(Beginning of Supplied data)

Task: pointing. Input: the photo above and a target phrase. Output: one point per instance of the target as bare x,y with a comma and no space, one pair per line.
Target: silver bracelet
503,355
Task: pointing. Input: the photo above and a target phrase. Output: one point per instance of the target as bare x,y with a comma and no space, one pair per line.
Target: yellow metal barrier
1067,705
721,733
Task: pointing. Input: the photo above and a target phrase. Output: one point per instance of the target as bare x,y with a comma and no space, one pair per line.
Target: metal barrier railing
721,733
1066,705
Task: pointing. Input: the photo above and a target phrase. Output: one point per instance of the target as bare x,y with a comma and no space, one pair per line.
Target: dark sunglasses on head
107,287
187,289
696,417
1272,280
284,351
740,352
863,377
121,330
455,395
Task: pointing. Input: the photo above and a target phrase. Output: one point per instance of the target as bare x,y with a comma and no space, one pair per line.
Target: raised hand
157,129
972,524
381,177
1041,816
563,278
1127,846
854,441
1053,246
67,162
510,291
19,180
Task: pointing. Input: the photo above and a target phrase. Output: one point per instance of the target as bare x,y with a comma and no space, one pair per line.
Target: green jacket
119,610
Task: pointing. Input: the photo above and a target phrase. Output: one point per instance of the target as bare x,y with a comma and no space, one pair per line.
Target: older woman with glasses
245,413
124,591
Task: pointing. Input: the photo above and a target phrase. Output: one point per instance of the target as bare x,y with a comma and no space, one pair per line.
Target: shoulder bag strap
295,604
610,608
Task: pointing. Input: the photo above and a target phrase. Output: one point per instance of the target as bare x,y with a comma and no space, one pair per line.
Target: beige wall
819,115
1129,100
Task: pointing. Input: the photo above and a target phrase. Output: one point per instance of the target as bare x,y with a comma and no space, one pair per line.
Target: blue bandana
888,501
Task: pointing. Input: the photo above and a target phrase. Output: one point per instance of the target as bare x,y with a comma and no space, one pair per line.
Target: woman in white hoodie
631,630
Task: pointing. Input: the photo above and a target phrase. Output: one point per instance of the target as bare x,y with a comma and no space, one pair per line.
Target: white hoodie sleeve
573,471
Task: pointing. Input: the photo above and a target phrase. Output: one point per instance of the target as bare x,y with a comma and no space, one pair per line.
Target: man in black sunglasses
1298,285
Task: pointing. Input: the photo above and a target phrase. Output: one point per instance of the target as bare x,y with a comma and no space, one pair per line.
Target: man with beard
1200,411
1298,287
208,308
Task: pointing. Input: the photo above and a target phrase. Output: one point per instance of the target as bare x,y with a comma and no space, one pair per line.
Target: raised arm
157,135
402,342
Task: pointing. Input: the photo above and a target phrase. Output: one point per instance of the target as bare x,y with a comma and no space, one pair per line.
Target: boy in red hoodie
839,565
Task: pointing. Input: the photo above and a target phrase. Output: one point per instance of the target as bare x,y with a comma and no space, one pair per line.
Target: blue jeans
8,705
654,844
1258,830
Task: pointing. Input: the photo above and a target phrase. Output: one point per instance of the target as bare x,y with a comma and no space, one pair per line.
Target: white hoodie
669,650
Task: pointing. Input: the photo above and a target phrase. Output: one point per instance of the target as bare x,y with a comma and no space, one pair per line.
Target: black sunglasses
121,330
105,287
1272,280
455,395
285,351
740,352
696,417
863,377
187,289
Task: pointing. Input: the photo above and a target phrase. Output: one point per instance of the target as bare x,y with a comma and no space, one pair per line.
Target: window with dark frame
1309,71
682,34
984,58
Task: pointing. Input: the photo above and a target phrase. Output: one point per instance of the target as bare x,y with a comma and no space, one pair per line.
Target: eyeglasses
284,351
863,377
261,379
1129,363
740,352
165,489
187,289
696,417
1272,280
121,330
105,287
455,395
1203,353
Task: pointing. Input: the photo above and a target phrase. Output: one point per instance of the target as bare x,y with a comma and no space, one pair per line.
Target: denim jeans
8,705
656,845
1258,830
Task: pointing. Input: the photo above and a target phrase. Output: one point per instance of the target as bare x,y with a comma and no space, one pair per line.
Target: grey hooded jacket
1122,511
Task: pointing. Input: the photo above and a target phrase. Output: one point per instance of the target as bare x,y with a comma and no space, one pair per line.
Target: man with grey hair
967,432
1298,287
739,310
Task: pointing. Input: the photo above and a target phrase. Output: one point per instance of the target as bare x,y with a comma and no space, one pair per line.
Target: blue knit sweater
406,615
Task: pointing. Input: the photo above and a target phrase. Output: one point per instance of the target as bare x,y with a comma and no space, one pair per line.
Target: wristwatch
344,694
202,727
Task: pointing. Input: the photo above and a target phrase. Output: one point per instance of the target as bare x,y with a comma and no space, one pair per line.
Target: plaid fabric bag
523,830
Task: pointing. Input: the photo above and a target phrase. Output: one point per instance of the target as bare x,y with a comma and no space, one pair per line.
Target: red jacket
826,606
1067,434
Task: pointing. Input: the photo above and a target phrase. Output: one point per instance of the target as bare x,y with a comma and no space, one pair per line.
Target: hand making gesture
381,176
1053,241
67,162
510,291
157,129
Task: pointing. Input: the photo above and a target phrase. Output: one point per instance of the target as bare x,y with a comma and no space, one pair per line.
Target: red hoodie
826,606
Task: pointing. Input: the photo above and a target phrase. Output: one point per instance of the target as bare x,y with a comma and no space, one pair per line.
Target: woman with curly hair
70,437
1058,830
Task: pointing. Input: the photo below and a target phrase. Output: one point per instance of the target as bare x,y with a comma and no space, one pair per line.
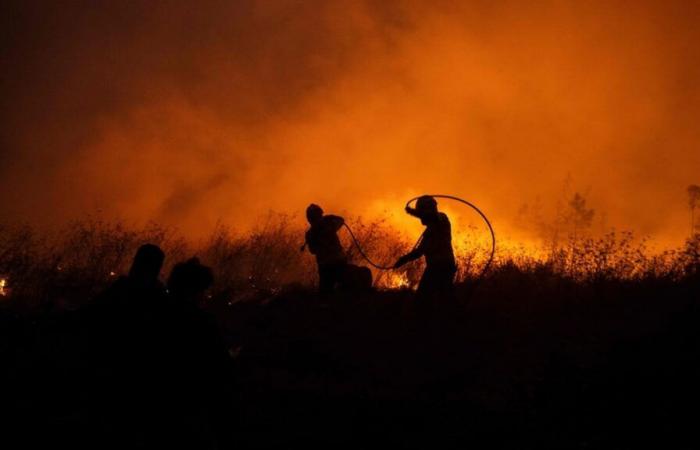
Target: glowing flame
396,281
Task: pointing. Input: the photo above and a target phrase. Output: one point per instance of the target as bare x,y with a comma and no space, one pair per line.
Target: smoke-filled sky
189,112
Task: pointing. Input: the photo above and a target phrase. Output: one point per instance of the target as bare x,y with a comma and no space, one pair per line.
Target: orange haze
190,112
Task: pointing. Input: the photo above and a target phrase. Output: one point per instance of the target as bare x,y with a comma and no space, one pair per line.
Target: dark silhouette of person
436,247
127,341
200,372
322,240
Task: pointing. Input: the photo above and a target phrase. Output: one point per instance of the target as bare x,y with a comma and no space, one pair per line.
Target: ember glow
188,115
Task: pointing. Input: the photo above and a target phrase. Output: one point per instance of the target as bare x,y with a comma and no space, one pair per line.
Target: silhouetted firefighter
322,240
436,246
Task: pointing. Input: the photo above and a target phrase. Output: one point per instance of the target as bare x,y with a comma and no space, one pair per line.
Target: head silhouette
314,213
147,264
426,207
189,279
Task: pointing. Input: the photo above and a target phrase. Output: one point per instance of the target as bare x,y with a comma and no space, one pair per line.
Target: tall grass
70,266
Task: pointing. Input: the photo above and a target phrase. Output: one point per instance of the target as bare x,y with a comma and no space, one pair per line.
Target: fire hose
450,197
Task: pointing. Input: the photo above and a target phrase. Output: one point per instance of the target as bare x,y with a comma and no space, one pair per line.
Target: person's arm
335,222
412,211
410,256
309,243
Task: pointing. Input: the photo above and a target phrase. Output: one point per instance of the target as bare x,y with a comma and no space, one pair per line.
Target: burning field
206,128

(End of Supplied data)
(Beginning of Supplied data)

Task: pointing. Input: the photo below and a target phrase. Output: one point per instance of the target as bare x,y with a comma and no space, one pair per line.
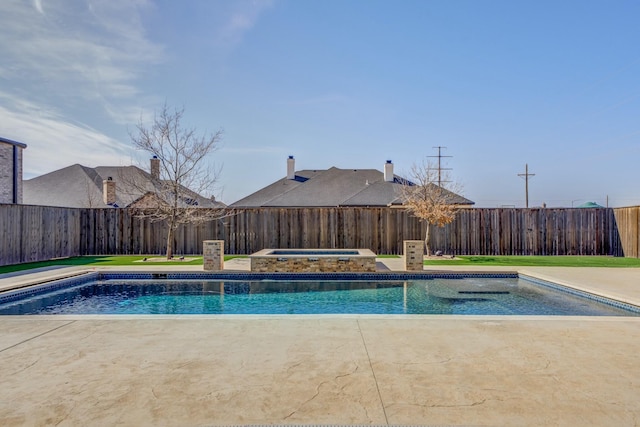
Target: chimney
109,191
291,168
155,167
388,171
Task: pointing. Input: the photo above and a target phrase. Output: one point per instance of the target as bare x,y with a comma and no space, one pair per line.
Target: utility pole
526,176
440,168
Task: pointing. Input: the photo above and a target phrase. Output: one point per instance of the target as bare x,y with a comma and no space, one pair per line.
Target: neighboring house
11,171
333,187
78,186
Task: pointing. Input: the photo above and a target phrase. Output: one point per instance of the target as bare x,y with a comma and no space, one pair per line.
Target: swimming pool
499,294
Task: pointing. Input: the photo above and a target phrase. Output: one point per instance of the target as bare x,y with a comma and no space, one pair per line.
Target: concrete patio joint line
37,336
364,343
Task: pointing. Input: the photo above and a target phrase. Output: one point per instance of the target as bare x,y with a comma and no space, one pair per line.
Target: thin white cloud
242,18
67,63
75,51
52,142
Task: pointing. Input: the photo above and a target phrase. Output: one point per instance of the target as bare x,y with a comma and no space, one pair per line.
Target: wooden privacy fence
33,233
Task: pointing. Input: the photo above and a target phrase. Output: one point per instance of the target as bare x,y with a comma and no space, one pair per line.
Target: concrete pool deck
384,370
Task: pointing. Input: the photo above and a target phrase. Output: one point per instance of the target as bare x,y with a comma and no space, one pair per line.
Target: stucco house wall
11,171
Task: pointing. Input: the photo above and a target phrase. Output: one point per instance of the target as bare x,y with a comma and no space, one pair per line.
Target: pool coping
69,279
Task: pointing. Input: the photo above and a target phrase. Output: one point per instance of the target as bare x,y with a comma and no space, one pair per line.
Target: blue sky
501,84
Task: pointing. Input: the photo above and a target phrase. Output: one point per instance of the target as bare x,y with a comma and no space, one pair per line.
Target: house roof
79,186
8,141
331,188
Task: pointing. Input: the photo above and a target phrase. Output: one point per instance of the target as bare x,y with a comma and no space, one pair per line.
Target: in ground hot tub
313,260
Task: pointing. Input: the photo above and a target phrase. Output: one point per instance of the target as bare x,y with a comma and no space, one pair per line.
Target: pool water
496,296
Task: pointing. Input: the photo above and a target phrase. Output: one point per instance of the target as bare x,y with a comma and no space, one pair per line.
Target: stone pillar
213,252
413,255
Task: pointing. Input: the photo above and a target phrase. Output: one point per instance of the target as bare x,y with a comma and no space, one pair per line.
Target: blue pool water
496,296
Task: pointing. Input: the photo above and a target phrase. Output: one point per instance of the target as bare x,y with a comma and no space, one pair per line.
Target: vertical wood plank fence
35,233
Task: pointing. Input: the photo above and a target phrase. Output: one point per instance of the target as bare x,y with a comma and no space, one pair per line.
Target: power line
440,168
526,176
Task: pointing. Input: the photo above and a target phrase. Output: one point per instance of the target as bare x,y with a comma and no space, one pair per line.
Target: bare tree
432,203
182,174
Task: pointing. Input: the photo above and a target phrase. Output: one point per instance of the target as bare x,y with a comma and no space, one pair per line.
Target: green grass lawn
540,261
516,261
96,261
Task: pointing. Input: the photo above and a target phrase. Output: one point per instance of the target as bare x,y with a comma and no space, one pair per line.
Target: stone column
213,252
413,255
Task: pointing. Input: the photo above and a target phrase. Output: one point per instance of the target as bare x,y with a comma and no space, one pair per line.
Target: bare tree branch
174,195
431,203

(End of Supplied data)
(Beginning of Supplied data)

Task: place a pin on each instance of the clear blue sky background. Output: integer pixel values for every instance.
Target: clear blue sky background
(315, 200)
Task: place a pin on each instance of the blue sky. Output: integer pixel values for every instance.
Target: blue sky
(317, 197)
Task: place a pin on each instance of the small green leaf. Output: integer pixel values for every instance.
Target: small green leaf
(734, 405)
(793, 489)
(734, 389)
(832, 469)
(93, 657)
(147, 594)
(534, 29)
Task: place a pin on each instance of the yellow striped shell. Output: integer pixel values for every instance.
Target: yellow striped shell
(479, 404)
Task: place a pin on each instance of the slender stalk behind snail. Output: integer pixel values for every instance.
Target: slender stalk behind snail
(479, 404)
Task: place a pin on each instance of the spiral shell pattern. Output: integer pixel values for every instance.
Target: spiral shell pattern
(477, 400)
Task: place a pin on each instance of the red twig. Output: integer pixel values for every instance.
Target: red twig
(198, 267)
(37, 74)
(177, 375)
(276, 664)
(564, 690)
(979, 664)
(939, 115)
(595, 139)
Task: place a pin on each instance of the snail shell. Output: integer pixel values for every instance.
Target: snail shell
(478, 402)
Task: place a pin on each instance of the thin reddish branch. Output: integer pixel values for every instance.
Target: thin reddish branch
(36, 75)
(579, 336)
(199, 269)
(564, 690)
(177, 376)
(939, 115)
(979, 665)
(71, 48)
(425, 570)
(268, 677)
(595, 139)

(End of Supplied data)

What to work on.
Note every line above where the string "place" shows up, and copy those lines.

Task answer.
Task: place a pin on each instance of the clear blue sky background. Output: integer pixel values for every instance.
Task: place a pin on each instance of the blue sky. Output: integer pixel values for every instance.
Task: place a pin on each instance of the small green leaf. Output: integer pixel values for every instance.
Task: place a pin on each instance of the yellow striped shell. Output: integer pixel values for every instance.
Task: place a pin on each instance of the slender stalk behind snail. Output: integer pixel values for every instance.
Task: place a pin on each instance of the spiral shell pattern. Output: integer pixel values for every instance.
Task: place a pin on each instance of the red twig. Output: integer pixel values for every instance.
Task: place a pin on each instance of the snail shell. Output: integer pixel values for every instance.
Task: place a pin on each instance of the thin reddish branch. Output: integer pixel values for every instance.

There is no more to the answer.